§ PROBLEM STATEMENT: Return, copied in full, each line of the data below that contains the string "bumper".

(Position identification records)
************

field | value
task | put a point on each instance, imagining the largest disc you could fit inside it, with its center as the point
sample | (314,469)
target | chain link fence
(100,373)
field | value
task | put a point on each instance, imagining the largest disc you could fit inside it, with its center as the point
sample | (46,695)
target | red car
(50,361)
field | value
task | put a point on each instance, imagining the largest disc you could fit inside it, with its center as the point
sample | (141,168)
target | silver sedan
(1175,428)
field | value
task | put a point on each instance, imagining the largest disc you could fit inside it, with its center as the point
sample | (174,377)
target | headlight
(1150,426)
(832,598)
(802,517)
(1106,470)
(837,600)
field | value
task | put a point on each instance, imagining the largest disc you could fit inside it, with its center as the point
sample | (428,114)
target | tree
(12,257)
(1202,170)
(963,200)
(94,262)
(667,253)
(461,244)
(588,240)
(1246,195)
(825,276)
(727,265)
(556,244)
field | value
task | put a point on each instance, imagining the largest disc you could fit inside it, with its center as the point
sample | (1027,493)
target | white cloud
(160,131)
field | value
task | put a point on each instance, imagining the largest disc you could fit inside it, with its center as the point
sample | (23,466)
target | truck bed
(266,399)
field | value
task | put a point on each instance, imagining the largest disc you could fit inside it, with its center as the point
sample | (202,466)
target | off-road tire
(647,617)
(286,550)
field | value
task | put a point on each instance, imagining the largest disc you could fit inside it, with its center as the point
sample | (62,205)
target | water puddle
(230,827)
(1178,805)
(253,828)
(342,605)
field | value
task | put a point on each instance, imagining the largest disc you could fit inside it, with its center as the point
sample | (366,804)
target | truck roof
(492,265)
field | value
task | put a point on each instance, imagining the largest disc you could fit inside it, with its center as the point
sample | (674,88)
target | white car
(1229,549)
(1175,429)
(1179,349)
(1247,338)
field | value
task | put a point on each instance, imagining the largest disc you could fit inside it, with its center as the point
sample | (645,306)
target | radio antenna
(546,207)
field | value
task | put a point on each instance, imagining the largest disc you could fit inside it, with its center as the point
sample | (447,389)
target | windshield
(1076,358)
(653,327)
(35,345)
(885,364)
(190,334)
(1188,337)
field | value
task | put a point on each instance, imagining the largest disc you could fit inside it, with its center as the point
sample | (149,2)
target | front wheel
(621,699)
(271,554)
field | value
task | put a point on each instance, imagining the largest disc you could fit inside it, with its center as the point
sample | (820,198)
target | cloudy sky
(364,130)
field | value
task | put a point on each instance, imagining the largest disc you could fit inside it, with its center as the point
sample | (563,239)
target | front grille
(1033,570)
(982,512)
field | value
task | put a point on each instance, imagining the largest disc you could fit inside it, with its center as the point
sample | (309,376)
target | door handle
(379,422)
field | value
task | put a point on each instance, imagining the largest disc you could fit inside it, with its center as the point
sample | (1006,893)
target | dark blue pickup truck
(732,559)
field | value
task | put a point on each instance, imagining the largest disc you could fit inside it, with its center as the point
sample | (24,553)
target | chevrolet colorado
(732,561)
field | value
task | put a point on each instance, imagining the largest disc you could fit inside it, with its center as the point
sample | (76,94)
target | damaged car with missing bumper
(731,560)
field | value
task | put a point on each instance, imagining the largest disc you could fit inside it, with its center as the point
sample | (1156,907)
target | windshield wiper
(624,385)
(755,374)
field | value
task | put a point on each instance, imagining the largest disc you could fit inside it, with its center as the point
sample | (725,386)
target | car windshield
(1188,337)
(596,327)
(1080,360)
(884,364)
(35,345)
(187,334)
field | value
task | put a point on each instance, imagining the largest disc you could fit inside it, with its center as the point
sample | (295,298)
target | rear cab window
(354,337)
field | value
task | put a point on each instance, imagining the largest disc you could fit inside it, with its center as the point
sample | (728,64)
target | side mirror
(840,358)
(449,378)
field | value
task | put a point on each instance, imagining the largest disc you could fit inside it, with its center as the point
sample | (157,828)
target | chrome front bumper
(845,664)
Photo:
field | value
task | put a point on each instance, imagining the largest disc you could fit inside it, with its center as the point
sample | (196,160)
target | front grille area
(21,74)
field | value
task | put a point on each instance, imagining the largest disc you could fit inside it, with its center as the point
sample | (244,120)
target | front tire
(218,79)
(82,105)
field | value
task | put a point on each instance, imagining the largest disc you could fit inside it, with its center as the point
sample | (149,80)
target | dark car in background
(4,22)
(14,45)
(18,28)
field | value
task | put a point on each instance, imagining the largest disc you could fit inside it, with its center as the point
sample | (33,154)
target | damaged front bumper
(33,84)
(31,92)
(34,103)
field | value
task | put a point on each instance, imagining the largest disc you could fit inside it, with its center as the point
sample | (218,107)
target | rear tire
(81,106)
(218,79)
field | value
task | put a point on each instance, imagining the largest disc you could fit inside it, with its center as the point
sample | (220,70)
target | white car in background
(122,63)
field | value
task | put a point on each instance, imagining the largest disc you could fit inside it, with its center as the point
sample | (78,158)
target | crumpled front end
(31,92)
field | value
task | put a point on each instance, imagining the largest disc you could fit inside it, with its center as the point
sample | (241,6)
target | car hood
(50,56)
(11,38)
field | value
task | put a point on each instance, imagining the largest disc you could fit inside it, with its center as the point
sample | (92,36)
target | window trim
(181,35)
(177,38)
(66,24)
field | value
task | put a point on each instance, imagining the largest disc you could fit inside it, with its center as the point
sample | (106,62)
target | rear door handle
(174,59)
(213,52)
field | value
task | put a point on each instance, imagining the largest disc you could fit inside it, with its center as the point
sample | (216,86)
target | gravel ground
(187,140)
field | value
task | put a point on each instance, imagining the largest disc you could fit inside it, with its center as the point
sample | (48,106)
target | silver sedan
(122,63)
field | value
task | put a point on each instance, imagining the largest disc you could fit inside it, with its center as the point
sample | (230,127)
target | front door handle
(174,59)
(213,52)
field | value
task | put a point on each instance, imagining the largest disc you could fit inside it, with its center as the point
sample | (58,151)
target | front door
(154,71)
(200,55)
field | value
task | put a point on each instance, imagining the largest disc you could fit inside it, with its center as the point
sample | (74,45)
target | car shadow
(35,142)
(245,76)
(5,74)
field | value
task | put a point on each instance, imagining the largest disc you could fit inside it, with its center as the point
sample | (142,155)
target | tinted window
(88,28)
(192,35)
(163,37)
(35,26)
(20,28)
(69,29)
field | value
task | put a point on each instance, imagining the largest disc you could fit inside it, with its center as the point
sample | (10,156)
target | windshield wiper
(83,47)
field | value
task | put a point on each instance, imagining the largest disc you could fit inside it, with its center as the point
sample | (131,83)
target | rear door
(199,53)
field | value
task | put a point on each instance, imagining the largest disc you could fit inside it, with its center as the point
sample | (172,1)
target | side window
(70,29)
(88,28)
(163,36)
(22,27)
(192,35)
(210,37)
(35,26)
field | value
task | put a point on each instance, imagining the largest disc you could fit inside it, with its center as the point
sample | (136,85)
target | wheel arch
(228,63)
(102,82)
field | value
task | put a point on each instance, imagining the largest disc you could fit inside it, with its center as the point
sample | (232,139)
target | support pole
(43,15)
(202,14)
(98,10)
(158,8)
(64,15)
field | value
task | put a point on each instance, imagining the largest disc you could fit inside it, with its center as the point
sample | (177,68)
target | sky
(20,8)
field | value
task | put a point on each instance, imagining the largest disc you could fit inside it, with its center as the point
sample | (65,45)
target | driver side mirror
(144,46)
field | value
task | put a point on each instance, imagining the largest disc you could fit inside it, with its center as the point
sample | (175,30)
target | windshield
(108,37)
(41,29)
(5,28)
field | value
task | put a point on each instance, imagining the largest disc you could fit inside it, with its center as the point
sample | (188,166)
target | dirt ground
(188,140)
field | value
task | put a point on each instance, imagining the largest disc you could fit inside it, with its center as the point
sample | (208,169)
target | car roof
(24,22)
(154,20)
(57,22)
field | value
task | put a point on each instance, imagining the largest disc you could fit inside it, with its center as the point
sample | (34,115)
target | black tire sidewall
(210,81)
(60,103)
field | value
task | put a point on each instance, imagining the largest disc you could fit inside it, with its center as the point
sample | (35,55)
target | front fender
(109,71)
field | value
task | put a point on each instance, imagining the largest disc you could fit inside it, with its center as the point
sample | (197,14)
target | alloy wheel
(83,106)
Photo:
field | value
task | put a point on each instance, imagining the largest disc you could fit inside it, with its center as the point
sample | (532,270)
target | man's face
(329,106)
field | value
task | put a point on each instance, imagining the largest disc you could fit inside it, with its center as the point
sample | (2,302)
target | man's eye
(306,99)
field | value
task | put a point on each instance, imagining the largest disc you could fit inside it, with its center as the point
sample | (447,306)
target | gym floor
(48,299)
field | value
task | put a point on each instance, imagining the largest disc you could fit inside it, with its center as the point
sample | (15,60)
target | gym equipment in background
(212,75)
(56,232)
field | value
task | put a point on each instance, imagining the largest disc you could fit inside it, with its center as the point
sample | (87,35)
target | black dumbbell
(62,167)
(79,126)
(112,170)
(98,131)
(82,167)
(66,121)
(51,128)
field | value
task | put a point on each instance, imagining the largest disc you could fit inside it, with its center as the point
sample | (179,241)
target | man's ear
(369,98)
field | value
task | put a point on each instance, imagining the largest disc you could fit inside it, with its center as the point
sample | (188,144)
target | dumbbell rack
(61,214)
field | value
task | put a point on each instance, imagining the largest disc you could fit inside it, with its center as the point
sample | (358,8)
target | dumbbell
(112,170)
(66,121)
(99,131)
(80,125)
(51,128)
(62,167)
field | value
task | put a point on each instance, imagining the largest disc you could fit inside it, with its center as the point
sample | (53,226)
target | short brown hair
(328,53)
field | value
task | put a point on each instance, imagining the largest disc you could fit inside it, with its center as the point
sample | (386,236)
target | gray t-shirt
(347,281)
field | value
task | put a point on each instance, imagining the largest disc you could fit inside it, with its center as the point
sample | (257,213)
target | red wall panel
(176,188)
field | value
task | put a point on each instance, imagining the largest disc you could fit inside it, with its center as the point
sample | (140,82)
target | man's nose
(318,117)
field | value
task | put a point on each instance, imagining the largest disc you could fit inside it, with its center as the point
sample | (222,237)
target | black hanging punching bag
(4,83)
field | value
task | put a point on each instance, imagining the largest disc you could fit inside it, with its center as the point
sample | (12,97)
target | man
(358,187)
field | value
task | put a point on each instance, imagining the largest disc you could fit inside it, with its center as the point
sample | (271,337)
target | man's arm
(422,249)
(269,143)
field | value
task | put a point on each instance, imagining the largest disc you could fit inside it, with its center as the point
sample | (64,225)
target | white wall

************

§ SOLUTION FOR THIS EXERCISE:
target | damaged car with missing bumper
target | chrome front bumper
target | damaged front bumper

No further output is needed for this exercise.